Shape labeling records
________________________

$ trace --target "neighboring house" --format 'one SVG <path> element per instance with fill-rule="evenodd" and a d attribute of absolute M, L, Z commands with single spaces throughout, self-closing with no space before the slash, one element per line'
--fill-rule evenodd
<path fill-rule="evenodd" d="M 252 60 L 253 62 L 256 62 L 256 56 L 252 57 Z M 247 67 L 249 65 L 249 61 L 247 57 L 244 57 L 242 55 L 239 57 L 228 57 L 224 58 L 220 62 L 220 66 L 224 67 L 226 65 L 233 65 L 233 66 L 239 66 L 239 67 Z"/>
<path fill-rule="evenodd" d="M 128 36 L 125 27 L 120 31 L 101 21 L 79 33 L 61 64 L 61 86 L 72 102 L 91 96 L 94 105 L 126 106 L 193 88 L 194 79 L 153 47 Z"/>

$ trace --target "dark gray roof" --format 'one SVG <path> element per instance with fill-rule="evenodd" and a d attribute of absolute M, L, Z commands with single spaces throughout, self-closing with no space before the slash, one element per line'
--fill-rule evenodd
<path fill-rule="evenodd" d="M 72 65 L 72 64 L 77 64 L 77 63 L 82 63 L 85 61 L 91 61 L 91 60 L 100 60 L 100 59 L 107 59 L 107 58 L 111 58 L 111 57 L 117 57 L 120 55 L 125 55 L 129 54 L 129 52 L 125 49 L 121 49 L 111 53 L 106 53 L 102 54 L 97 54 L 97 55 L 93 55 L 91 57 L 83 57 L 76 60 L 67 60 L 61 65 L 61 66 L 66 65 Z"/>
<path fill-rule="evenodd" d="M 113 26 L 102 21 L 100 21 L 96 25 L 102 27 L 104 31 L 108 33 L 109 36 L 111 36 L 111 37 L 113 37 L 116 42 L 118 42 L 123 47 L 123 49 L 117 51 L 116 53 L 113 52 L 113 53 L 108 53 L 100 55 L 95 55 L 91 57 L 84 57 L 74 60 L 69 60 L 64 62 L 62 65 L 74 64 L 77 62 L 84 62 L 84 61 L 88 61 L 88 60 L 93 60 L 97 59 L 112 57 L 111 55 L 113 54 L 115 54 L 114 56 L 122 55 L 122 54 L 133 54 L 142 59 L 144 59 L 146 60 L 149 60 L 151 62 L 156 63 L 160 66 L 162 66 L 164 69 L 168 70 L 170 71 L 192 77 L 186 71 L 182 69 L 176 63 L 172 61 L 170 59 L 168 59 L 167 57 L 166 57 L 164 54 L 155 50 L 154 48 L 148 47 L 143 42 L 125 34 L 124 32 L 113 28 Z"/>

________________________

What you need to do: Extract the whole listing, character for character.

Problem solution:
$ trace --target "neighboring house" --format 'one SVG <path> element per instance with fill-rule="evenodd" and a d attribute of absolute M, L, Z commands with single spaces throughout, self-closing with no space before the slash, one element per line'
--fill-rule evenodd
<path fill-rule="evenodd" d="M 252 60 L 253 62 L 256 62 L 256 56 L 252 57 Z M 247 67 L 249 65 L 249 61 L 247 57 L 244 57 L 242 55 L 239 57 L 228 57 L 224 58 L 220 62 L 220 66 L 224 67 L 226 65 L 233 65 L 233 66 L 239 66 L 239 67 Z"/>
<path fill-rule="evenodd" d="M 128 36 L 125 27 L 120 31 L 101 21 L 79 33 L 61 64 L 61 86 L 72 102 L 91 96 L 94 105 L 126 106 L 193 88 L 194 79 L 153 47 Z"/>

$ trace --target "dark gray roof" --format 'one SVG <path> element per instance with fill-rule="evenodd" and a d attribute of absolute M, L, Z commands with single spaces throughout, self-closing with no space before the slash, one element per line'
--fill-rule evenodd
<path fill-rule="evenodd" d="M 72 65 L 72 64 L 77 64 L 77 63 L 82 63 L 85 61 L 91 61 L 91 60 L 100 60 L 100 59 L 107 59 L 107 58 L 111 58 L 111 57 L 117 57 L 120 55 L 125 55 L 129 54 L 129 52 L 125 49 L 121 49 L 111 53 L 106 53 L 102 54 L 97 54 L 97 55 L 93 55 L 91 57 L 83 57 L 76 60 L 67 60 L 61 65 L 61 66 L 66 65 Z"/>
<path fill-rule="evenodd" d="M 113 26 L 102 21 L 100 21 L 96 25 L 102 27 L 104 31 L 108 33 L 109 36 L 111 36 L 111 37 L 113 37 L 116 42 L 118 42 L 123 47 L 123 49 L 117 51 L 116 53 L 113 52 L 113 53 L 108 53 L 100 55 L 95 55 L 91 57 L 84 57 L 74 60 L 69 60 L 64 62 L 62 65 L 74 64 L 77 62 L 84 62 L 84 61 L 88 61 L 88 60 L 93 60 L 97 59 L 112 57 L 111 55 L 113 54 L 115 54 L 114 56 L 122 55 L 122 54 L 133 54 L 142 59 L 144 59 L 146 60 L 149 60 L 151 62 L 156 63 L 160 66 L 162 66 L 164 69 L 168 70 L 170 71 L 192 77 L 186 71 L 182 69 L 176 63 L 172 61 L 170 59 L 168 59 L 167 57 L 166 57 L 164 54 L 155 50 L 154 48 L 148 47 L 143 42 L 125 34 L 124 32 L 113 28 Z"/>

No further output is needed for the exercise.